[Exercise instructions]: Lay out the part of the records that opens with the line containing "Pin each instance of the cabinet" and runs through the end of the records as a two-column CSV with the columns input and output. Give one row per record, with each field in double quotes and its line breaks replaced by spaces.

***

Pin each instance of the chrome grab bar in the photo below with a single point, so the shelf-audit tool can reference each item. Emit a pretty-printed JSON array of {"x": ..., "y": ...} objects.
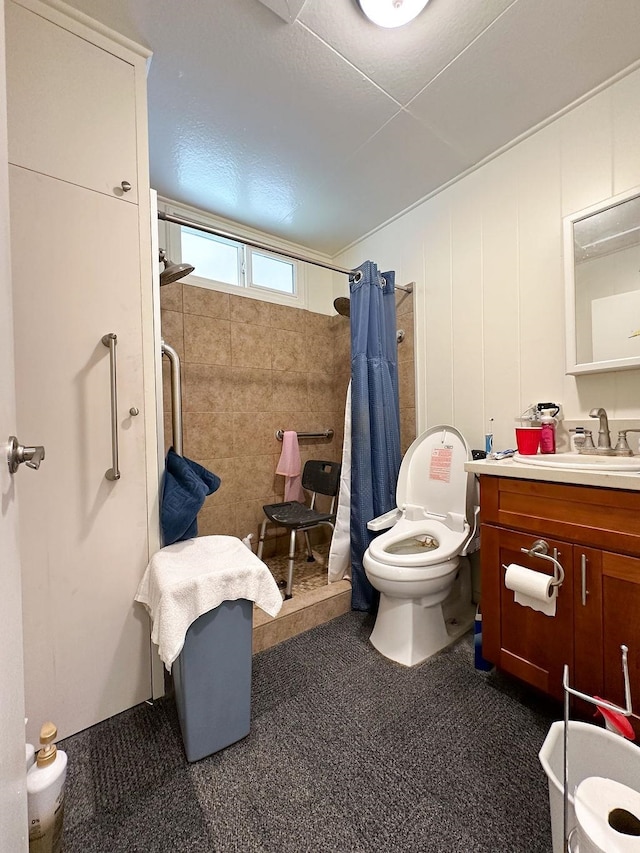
[
  {"x": 111, "y": 341},
  {"x": 327, "y": 433},
  {"x": 176, "y": 396}
]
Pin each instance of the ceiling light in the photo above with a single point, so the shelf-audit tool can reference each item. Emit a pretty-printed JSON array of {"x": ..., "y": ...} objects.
[{"x": 392, "y": 13}]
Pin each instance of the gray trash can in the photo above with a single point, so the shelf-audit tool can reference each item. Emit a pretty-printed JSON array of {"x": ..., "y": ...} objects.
[{"x": 212, "y": 679}]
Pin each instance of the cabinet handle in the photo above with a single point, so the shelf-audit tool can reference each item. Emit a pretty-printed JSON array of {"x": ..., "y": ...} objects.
[{"x": 110, "y": 341}]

***

[Answer to the task]:
input,output
"Pin each instance of the cabinet handle in the photo above with a single point, so the shelf-audit tool can reference each item. Emit a pretty-printed JSON array of {""x"": ..., ""y"": ...} objects.","[{""x"": 110, ""y"": 341}]"